EXERCISE PROMPT: Starting at the line with "Target: gold braid trim", transcribe each line through the final one, both included, and add nothing.

(Location identification items)
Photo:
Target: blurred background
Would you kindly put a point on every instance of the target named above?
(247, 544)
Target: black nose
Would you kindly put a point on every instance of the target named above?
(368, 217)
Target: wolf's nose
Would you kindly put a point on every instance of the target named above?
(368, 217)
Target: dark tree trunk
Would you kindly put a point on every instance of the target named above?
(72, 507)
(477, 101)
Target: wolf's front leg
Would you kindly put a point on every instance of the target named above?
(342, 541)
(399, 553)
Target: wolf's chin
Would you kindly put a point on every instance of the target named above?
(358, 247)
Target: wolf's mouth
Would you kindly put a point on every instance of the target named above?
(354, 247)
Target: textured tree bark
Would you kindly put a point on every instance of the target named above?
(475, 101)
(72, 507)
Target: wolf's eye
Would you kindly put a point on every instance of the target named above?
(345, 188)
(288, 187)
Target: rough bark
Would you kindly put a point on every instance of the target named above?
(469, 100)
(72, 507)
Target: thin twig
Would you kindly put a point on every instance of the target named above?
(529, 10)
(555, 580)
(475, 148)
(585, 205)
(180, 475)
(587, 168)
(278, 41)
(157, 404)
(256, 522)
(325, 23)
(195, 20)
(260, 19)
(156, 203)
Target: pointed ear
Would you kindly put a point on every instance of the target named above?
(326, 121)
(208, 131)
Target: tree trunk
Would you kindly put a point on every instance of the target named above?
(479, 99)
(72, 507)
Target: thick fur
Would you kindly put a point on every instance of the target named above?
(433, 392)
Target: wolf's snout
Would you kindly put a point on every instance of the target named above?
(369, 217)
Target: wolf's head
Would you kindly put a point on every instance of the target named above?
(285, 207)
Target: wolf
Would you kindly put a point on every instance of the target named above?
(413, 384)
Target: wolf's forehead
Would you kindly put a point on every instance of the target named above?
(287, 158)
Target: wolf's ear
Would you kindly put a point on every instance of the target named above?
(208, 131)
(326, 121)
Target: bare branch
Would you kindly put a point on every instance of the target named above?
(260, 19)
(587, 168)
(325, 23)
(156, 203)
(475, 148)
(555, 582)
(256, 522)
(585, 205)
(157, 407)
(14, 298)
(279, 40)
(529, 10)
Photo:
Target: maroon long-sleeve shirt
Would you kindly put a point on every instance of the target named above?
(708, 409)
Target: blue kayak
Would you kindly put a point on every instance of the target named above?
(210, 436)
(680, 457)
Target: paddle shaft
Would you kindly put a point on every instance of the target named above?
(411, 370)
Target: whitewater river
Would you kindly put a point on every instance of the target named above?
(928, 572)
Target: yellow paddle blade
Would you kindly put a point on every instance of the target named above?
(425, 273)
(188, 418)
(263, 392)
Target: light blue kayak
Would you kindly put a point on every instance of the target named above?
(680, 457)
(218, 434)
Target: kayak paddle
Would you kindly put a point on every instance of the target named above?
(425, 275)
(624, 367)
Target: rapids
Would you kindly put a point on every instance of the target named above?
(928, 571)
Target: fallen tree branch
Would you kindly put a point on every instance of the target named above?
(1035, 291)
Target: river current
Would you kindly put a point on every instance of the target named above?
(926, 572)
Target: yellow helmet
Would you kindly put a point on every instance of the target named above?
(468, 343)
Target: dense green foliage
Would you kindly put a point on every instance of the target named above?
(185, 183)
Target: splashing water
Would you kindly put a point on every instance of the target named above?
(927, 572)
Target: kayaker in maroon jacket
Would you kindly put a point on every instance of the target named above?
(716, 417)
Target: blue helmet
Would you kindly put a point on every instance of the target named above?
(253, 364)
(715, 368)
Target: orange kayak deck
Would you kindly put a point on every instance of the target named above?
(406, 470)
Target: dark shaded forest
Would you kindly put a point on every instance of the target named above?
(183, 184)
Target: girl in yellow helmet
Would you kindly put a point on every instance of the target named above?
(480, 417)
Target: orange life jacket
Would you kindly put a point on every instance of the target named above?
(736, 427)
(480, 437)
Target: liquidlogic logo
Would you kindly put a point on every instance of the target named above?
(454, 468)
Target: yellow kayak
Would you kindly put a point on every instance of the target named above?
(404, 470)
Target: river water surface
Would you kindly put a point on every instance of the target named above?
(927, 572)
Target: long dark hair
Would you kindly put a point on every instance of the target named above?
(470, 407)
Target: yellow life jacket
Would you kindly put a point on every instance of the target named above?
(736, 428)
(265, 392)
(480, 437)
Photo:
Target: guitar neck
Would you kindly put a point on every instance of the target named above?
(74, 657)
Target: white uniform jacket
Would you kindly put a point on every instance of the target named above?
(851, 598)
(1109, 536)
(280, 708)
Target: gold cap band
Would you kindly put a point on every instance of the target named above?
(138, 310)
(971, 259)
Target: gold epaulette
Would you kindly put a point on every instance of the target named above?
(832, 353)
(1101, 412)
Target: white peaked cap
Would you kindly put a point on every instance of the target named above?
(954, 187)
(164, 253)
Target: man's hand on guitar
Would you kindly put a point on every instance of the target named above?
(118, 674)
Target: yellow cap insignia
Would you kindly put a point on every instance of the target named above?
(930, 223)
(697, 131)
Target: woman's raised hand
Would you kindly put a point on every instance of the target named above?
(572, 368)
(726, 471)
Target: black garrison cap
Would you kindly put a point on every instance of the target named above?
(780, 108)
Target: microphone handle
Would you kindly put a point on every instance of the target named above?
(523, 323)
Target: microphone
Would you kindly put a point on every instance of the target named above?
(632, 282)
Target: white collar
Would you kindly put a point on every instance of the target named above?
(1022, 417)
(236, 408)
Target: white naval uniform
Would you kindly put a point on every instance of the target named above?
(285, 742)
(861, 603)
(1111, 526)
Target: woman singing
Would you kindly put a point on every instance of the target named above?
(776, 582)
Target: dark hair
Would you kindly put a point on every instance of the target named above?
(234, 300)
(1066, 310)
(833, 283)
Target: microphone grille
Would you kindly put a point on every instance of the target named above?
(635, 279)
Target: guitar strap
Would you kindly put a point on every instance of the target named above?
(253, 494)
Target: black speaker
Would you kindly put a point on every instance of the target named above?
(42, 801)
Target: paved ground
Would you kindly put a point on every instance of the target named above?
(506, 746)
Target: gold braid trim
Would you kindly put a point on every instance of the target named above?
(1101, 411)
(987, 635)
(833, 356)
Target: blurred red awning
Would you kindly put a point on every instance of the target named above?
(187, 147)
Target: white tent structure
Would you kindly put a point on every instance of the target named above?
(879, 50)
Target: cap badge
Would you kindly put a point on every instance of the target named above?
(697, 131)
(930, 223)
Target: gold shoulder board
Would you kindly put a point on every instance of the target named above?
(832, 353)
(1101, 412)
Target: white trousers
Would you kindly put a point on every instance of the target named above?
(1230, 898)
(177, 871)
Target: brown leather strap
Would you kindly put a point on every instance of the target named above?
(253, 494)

ANSWER TO THE EXERCISE:
Target: gold braid trim
Would you kindly put a point on every instance of the target named above?
(1101, 411)
(987, 635)
(833, 356)
Target: blurred red awning
Would you kindly put a point on every instance of the target named above?
(187, 147)
Target: white tent structure
Would you kindly put a point on every instance of the target named above?
(879, 50)
Target: cap badge
Would you kindly put a point on every instance of the target named above?
(697, 131)
(930, 223)
Target: gold shoulder board
Would you kindly put a point on every instance of the target named above?
(832, 353)
(1101, 412)
Target: white trousers
Would you kindly put a point on every instance of the target named above?
(1230, 898)
(177, 871)
Target: brown leather strap
Would you kindly put a point on every instance of the target named above?
(253, 494)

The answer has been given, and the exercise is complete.